■ **Görevleriniz**:
1) Hadis metninde "el-Hattab bunu duyunca" ifadesinden başlayıp "hadis no: 2953." ifadesi de dahil olmak üzere o noktaya kadar olan bölümü hiç değiştirmeden geri verin.
2) Hadis metnini kaldığı yerden sürdürüp bir sonraki kısmını yazın.

■ **Alıntı**:
·····

Yüce Allah'ın Cezasını
Dünyada Vermek Suretiyle Müslüman için Hayır Murad Etmesi
2911- Abdullah b.
Muğaffel bildiriyor: Adamın biri Cahiliye döneminde fahişe bir kadınla
oynaşmaya başlayıp elini kadına uzatınca, kadın: "Bırak, Yüce Allah şirki
götürüp islam'ı getirdi" dedi. Bunun üzerine adam dönüp kadına bakarak
kaçmaya başladı. Bu şekilde kaçarken de yüzünü bir duvara çarptı. Sonra yüzü
kanlı bir şekilde Hz. Peygamber'e (Sallallahu aleyhi ve Sellem) gidip durumu
kendisine anlattı. Allah Resulü (Sallallahu aleyhi ve Sellem) şöyle buyurdu:
"Sen Allah'ın, hakkında hayır dilediği bir kulsun. Yüce Allah kulu
hakkında hayır dilediği zaman onun günahının cezası vermekte acele der"
Eğer kulu hakkında şer dilerse cezasını erteler, kıyamet gününe bırakır ve o
kuluna orada çerçöp değerinde muamele eder.''
[Tahric:] Elbani: Merfu olması sahihtir; Şuayb: İsnadı
sahihtir. Ahmed 4/87,
Geçmiş Bir Günahına
Kefaret Olsun Diye Yüce Allah'ın Kullarından Dilediğini Dünyadayken Çeşitli
Sıkıntı ve Musibetlerle Cezalandırabilmesi
2912- Abdullah b. Amir
b. Rabia bildiriyor: Ömer b. el-Hattab Şam'a doğru yola çıktı. Şehre
yaklaştığında orada vebanın baş gösterdiği söylendi. Abdurrahman b. Avf, Ömer'e
Hz. Peygamber'in (Sallallahu aleyhi ve Sellem): "Bu hastalıkla (vebayla)
sizden önceki bazı topluluklar cezalandırılmıştır. Bir başka bölgede iken veba
çıktığını duyarsanız o bölgeye girmeyin. Bulunduğunuz bölgede görülürse de
ondan kaçmak için o bölgeden çıkmayın" buyurduğunu söyledi. Ömer b.
el-Hattab bunu duyunca da (veba salgını olduğu söylenen) Şam'a o sene gitmeyip
geri döndü.
[Tahric:] Elbani: Sahih; Şuayb: İsnadı Buhari ve
Müslim'in şartlarına göre sahihtir. Muvatta 2/896,2/897; Ahmed 1/193; Buhari
5730; Müslim 2219; Bak hadis no: 2953.

·····

■ **Veri kayıtları**:
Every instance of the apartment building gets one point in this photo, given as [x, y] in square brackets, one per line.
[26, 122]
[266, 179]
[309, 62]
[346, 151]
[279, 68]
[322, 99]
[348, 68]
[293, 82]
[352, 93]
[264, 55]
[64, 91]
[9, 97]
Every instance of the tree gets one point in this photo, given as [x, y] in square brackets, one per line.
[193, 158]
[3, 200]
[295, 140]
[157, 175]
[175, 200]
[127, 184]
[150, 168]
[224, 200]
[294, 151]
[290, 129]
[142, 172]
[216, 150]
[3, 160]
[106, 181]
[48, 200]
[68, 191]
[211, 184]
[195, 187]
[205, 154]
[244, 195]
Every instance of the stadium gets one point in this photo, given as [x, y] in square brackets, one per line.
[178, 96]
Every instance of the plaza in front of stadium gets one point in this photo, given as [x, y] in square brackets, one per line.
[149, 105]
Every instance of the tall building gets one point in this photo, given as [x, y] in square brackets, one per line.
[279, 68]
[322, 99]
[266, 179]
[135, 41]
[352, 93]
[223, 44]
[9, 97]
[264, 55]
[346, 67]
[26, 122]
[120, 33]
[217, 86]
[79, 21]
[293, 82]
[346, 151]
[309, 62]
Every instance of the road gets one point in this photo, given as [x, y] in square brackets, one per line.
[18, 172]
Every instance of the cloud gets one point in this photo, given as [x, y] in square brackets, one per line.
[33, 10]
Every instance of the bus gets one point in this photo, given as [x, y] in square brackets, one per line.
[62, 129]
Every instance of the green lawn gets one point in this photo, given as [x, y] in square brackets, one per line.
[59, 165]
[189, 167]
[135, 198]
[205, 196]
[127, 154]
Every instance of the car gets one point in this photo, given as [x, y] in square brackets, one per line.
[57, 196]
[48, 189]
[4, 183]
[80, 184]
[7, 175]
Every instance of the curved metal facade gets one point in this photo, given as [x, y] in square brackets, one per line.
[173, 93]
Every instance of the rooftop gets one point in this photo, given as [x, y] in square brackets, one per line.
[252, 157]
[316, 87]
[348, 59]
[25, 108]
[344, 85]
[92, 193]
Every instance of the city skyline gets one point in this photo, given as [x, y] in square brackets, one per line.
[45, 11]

·····

■ **Alıştırma cevapları**:
1)
el-Hattab bunu duyunca da (veba salgını olduğu söylenen) Şam'a o sene gitmeyip
geri döndü.
[Tahric:] Elbani: Sahih; Şuayb: İsnadı Buhari ve
Müslim'in şartlarına göre sahihtir. Muvatta 2/896,2/897; Ahmed 1/193; Buhari
5730; Müslim 2219; Bak hadis no: 2953.

2)
Ebu Hatim der ki:
"Resulullah'ın (Sallallahu aleyhi ve Sellem) geçmiş peygamberler ve
ümmetler hakkında verdiği haberlerin üç amacı vardır. Biri, bilinen bazı
şeyleri övmek ve ümmetini de benzer şeyleri yapmaya teşvik etmektir. İkincisi,
yapılan bazı şeyleri kınamak ve ümmetinin benzeri şeyleri yapmasının önüne
geçmektir. Üçüncüsü ise geçmişte olanları bildirmek ve ümmetinin bunlardan
ibret almasını sağlamaktır."
Müslümanın Peşpeşe Maruz
Kaldığı Musibetlerin Kendisinde Ahirette Hesabı Sorulacak Kötülük Bırakmaması
2913- Ebu Hureyre'nin
bildirdiğine göre Peygamber (Sallallahu aleyhi ve Sellem) şöyle buyurmaktadır:
"Erkek olsun kadın olsun, her mümin kimsenin vücuduna, malına ve kendisine
devamlı olarak musibetlbela iner, Nihayet mümin kişi (bütün bunlara sabredip
tahammül gösterirse) günahsız olarak Yüce Allah'a kavuşur."
[Tahric:] Elbani: Hasen sahih (es-Silsiletu's-sahiha
2280; Mişkat 1567); Şuayb: İsnadı hasendir. Muvatta 1/236; Ahmed 2/450, 2/287;
Tirmizi 2399; Bak hadis no: 2924.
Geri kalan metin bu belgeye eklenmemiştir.